[Lines of data]
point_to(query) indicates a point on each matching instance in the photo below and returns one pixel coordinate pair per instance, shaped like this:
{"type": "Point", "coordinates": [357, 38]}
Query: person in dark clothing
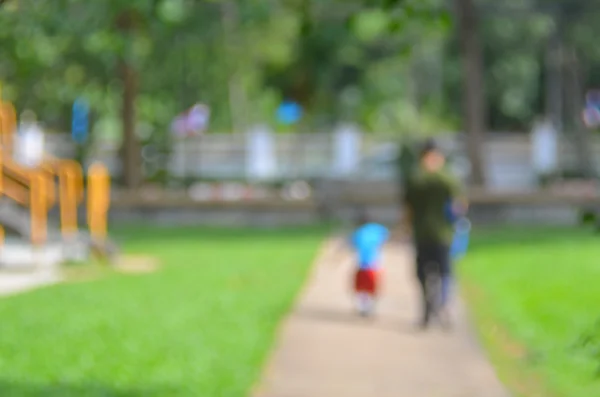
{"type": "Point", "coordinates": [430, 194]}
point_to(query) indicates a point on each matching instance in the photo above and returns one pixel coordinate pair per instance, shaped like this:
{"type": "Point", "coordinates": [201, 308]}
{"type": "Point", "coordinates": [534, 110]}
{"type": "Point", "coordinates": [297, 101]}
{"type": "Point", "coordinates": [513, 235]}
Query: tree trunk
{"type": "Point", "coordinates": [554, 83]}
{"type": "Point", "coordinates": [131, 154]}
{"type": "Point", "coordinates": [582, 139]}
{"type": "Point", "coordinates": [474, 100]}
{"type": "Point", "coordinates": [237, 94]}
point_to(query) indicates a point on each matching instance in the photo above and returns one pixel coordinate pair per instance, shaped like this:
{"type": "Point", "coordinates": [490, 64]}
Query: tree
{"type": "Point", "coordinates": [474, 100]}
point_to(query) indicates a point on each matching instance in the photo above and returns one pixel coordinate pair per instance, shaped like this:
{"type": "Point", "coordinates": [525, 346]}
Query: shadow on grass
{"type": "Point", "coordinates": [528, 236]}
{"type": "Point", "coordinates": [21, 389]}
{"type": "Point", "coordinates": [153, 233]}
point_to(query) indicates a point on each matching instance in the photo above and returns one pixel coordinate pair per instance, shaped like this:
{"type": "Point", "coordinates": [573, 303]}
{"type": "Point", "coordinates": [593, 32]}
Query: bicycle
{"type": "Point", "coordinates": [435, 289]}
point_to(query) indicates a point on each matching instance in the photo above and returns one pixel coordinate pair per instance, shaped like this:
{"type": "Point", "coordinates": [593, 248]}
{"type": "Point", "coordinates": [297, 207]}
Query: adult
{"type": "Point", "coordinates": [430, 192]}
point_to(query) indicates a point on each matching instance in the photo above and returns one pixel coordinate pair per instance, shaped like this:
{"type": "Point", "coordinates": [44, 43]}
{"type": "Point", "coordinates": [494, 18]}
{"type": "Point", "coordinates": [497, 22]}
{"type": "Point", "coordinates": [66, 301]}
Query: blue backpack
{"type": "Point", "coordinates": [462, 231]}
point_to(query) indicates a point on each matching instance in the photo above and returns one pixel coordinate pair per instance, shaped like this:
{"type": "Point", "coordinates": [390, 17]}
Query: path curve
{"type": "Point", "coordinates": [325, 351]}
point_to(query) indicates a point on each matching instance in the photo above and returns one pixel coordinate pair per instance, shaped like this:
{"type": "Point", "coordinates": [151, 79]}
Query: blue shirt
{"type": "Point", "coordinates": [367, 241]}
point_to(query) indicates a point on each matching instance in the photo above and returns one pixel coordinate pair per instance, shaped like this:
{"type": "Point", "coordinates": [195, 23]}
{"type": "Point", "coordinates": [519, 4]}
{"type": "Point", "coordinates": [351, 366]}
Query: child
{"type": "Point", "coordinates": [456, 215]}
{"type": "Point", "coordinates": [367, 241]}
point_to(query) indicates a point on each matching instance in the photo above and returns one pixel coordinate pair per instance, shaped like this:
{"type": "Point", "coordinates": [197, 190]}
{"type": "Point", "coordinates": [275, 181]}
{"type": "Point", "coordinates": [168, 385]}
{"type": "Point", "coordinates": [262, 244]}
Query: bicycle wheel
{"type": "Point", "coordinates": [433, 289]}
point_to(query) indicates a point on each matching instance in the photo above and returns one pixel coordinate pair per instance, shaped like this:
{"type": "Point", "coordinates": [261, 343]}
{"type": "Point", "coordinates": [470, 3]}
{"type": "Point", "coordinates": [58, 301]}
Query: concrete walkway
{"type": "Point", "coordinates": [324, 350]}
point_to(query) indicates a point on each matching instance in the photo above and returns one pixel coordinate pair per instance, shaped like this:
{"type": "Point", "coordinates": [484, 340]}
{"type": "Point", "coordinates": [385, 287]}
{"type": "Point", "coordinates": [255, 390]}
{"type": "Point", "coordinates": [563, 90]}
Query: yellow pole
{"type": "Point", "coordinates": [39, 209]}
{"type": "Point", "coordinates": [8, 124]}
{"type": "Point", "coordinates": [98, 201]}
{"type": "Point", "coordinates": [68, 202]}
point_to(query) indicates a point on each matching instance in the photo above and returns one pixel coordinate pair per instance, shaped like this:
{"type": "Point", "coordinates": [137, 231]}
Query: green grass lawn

**SHORT PROBLEM:** Copy out the listing exactly as it stands, but not the pictures.

**RESPONSE TO THE EXERCISE:**
point_to(query) indicates a point on each matching instance in the photo below and returns one pixel coordinate pair per instance, shaped like this:
{"type": "Point", "coordinates": [357, 38]}
Query: person in dark clothing
{"type": "Point", "coordinates": [430, 194]}
point_to(query) indicates a point on each matching instance in the photo above and returns one pixel coordinate pair per instance, shaped like this:
{"type": "Point", "coordinates": [201, 308]}
{"type": "Point", "coordinates": [534, 110]}
{"type": "Point", "coordinates": [297, 101]}
{"type": "Point", "coordinates": [513, 235]}
Query: tree trunk
{"type": "Point", "coordinates": [554, 83]}
{"type": "Point", "coordinates": [131, 154]}
{"type": "Point", "coordinates": [582, 139]}
{"type": "Point", "coordinates": [474, 100]}
{"type": "Point", "coordinates": [237, 94]}
point_to(query) indicates a point on each matching instance in the photo above and returns one pixel coordinate pair per instance, shaped like this:
{"type": "Point", "coordinates": [490, 64]}
Query: tree
{"type": "Point", "coordinates": [474, 100]}
point_to(query) indicates a point on each matching instance in the photo above and returns one pixel coordinate pair per instance, shaped like this:
{"type": "Point", "coordinates": [525, 346]}
Query: shadow on grass
{"type": "Point", "coordinates": [528, 236]}
{"type": "Point", "coordinates": [21, 389]}
{"type": "Point", "coordinates": [153, 233]}
point_to(query) indicates a point on each matching instance in the photo above and returns one pixel coordinate pair per instance, shaped like this:
{"type": "Point", "coordinates": [573, 303]}
{"type": "Point", "coordinates": [593, 32]}
Query: bicycle
{"type": "Point", "coordinates": [435, 289]}
point_to(query) indicates a point on each matching instance in the photo above and returns one pixel coordinate pair per instance, shaped like this:
{"type": "Point", "coordinates": [593, 248]}
{"type": "Point", "coordinates": [297, 207]}
Query: adult
{"type": "Point", "coordinates": [430, 192]}
point_to(query) indicates a point on each matching instance in the photo above and returns one pixel coordinate pair per instance, shaped like this:
{"type": "Point", "coordinates": [44, 43]}
{"type": "Point", "coordinates": [494, 18]}
{"type": "Point", "coordinates": [497, 22]}
{"type": "Point", "coordinates": [66, 301]}
Query: blue backpack
{"type": "Point", "coordinates": [462, 231]}
point_to(query) indicates a point on each matching instance in the photo above and returns one pixel coordinate pair per instance, shaped like this:
{"type": "Point", "coordinates": [390, 17]}
Query: path curve
{"type": "Point", "coordinates": [325, 351]}
point_to(query) indicates a point on each matching instance in the photo above and returns one pixel coordinate pair per instance, shaped like this:
{"type": "Point", "coordinates": [151, 79]}
Query: blue shirt
{"type": "Point", "coordinates": [367, 241]}
point_to(query) indicates a point on each matching instance in the photo above and returns one pixel coordinate pair per instance, shaped like this:
{"type": "Point", "coordinates": [195, 23]}
{"type": "Point", "coordinates": [519, 4]}
{"type": "Point", "coordinates": [351, 366]}
Query: child
{"type": "Point", "coordinates": [456, 215]}
{"type": "Point", "coordinates": [367, 241]}
point_to(query) indicates a point on each matching instance in the photo above and returns one pixel coordinate pair per instance, shaped like this:
{"type": "Point", "coordinates": [197, 190]}
{"type": "Point", "coordinates": [275, 181]}
{"type": "Point", "coordinates": [168, 385]}
{"type": "Point", "coordinates": [262, 244]}
Query: bicycle wheel
{"type": "Point", "coordinates": [433, 289]}
point_to(query) indicates a point on each matching instance in the photo above and returns one pixel coordinate pair per instance, shaped like this:
{"type": "Point", "coordinates": [261, 343]}
{"type": "Point", "coordinates": [470, 3]}
{"type": "Point", "coordinates": [58, 301]}
Query: concrete walkway
{"type": "Point", "coordinates": [324, 350]}
point_to(query) indicates a point on each matching instance in the photo above and returns one pixel coordinate pair per instance, shaped like this:
{"type": "Point", "coordinates": [484, 340]}
{"type": "Point", "coordinates": [385, 287]}
{"type": "Point", "coordinates": [255, 390]}
{"type": "Point", "coordinates": [563, 90]}
Query: yellow pole
{"type": "Point", "coordinates": [39, 209]}
{"type": "Point", "coordinates": [8, 124]}
{"type": "Point", "coordinates": [98, 201]}
{"type": "Point", "coordinates": [68, 202]}
point_to(query) indicates a point on each matching instance in the photo above and returns one pixel coordinate pair per instance, shaped like this:
{"type": "Point", "coordinates": [137, 231]}
Query: green grass lawn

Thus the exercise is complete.